--- Instrucción 1 ---
Traduce al inglés esta oración del texto sobre Oz Perkins: "Por su parte, la tía de Oz y hermana de Berry, Marisa Berenson, fue a su vez la estrella protagonista de Barry Lyndon (1975)."

== Texto para leer ==

Longlegs es una película que trata sobre la posesión, lo mismo que su predecesora más eminente dentro de la fulgurante carrera de Oz Perkins: The Blackcoat’s Daughter. En el que aparecen la ofrenda y el sacrificio propios de un ritual malvado, con un papel casi idéntico en ambos filmes para la actriz Kiernan Shipka. Porque todas las películas de Oz Perkins son alabanzas explícitas al Mal y su encarnación arquetípica. De hecho, ¿sabemos por qué se llama así la película? Como en la propia vida de Perkins, la figura principal de su película parece ser la de su padre. No en vano el de Lee Harker, ese “ángel caído”, es ese “amigo de un amigo de un amigo” también conocido como el “hombre de abajo”… Al que Perkins pretende glorificar con su cine.

El cine de Oz Perkins destaca por razones internas y a la vez externas a todas sus películas. Como ocurre con la reciente Beau tiene miedo (2023), está claro que Longlegs (2024) busca hablar, de forma encubierta, de la historia personal de su director, todo un “alto iniciado”, solo que algunas de las circunstancias familiares de Perkins son públicas, mientras que las de Aster siguen clausuradas en el ámbito de lo privado.

Recordemos, en ese sentido, que Berry Berenson, la madre del director, fue una modelo nacida en 1948 que murió el 11 de septiembre de 2001 en el Vuelo 11 de American Airlines que se estrelló contra el World Trade Center de Nueva York. Por su parte, la tía de Oz y hermana de Berry, Marisa Berenson, fue a su vez la estrella protagonista de Barry Lyndon (1975).

===

--- Instrucción 2 ---
Reproduce, por favor, las líneas de los registros desde la que contiene "airport terminal building" hasta el final de los registros, incluida esa primera línea.

== Registros proporcionados ==

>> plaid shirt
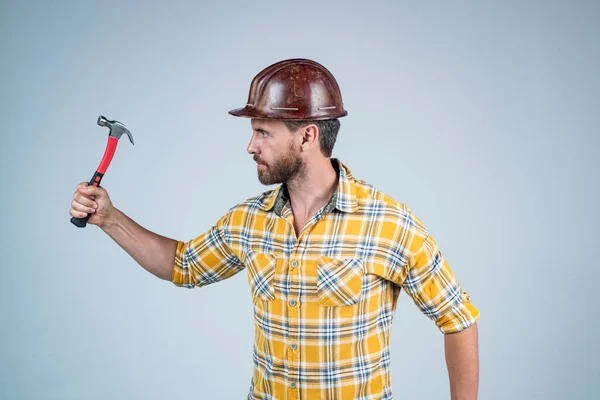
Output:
[172,158,479,400]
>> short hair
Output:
[283,118,340,157]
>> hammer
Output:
[71,115,134,228]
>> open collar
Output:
[260,158,358,215]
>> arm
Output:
[444,323,479,400]
[101,208,177,281]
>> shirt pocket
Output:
[317,256,364,306]
[246,250,277,301]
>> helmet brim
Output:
[229,106,348,121]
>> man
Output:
[70,59,479,399]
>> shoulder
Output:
[218,188,277,221]
[354,179,428,237]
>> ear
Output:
[299,124,319,151]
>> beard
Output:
[254,146,304,185]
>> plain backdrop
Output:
[0,1,600,400]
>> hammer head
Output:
[98,115,134,144]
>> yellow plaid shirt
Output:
[172,158,479,400]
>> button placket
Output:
[286,259,302,400]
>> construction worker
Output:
[70,59,479,400]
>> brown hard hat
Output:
[229,58,348,120]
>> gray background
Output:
[0,1,600,399]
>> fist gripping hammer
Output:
[71,115,134,228]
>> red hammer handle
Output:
[71,136,119,228]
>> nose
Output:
[246,135,256,154]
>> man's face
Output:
[247,119,303,185]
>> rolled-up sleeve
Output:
[171,215,244,289]
[402,215,479,334]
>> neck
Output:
[286,158,338,219]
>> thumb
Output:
[81,185,104,197]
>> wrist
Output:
[100,207,120,234]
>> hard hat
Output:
[229,58,348,120]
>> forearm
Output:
[444,323,479,400]
[101,208,177,281]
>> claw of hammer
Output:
[98,115,135,144]
[71,115,134,228]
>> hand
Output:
[69,182,115,227]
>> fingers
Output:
[69,182,99,218]
[71,199,98,216]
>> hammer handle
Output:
[71,171,104,228]
[71,136,119,228]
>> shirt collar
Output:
[260,158,358,215]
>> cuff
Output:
[436,292,479,334]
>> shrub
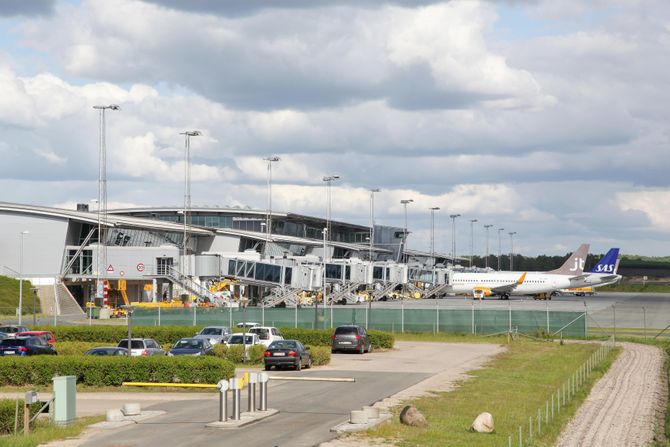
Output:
[0,399,44,436]
[309,346,330,366]
[0,356,235,386]
[55,341,101,355]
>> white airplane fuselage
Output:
[450,272,573,295]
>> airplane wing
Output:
[491,272,526,294]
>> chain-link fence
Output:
[127,305,588,337]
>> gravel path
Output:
[556,343,667,447]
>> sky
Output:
[0,0,670,256]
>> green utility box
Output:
[53,376,77,425]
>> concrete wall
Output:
[0,212,68,277]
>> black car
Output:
[84,346,128,355]
[168,338,213,357]
[331,326,372,354]
[0,336,58,356]
[263,340,312,371]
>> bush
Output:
[0,399,44,436]
[0,356,235,386]
[309,346,330,366]
[56,341,101,355]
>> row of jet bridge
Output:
[195,244,621,307]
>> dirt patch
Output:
[556,343,667,447]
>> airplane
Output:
[568,248,621,290]
[448,244,589,300]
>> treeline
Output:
[468,253,670,272]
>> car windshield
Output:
[0,338,27,346]
[228,335,254,345]
[174,338,202,349]
[335,326,358,335]
[268,340,298,349]
[119,339,144,349]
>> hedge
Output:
[0,399,44,435]
[0,356,235,386]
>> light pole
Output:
[19,230,28,325]
[429,206,440,269]
[470,219,478,267]
[368,188,381,262]
[323,175,340,256]
[508,231,516,272]
[179,130,202,276]
[484,224,493,268]
[449,214,461,265]
[263,155,281,241]
[89,104,121,316]
[314,227,328,329]
[498,228,505,271]
[398,199,414,261]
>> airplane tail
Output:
[590,248,619,274]
[547,244,589,276]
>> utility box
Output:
[53,376,77,425]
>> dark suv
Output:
[331,326,372,354]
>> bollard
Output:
[230,377,240,421]
[258,373,270,411]
[247,373,258,413]
[222,380,229,422]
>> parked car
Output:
[16,331,56,345]
[263,340,312,371]
[0,324,30,337]
[168,338,214,357]
[118,338,165,357]
[249,326,284,347]
[226,332,261,346]
[331,325,372,354]
[0,335,58,356]
[195,326,232,345]
[84,346,128,355]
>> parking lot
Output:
[64,342,501,447]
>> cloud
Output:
[22,0,554,110]
[0,0,56,17]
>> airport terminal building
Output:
[0,202,420,313]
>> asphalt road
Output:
[77,342,499,447]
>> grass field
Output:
[0,276,40,316]
[0,416,105,447]
[366,339,617,446]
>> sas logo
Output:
[596,264,614,273]
[570,258,585,272]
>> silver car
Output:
[194,326,232,345]
[118,338,165,357]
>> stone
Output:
[470,412,495,433]
[121,403,142,416]
[400,405,428,427]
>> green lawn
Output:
[366,339,616,447]
[0,416,105,447]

===

--- Respuesta correcta 1 ---
For her part, Oz's aunt and Berry's sister, Marisa Berenson, was in turn the leading star of Barry Lyndon (1975).

--- Respuesta correcta 2 ---
>> airport terminal building
Output:
[0,202,420,313]
>> asphalt road
Output:
[77,342,499,447]
>> grass field
Output:
[0,276,40,316]
[0,416,105,447]
[366,339,617,446]
>> sas logo
Output:
[596,264,614,273]
[570,258,585,272]
>> silver car
Output:
[194,326,232,345]
[118,338,165,357]
>> stone
Output:
[470,412,495,433]
[121,403,142,416]
[400,405,428,427]
>> green lawn
Output:
[366,339,616,447]
[0,416,105,447]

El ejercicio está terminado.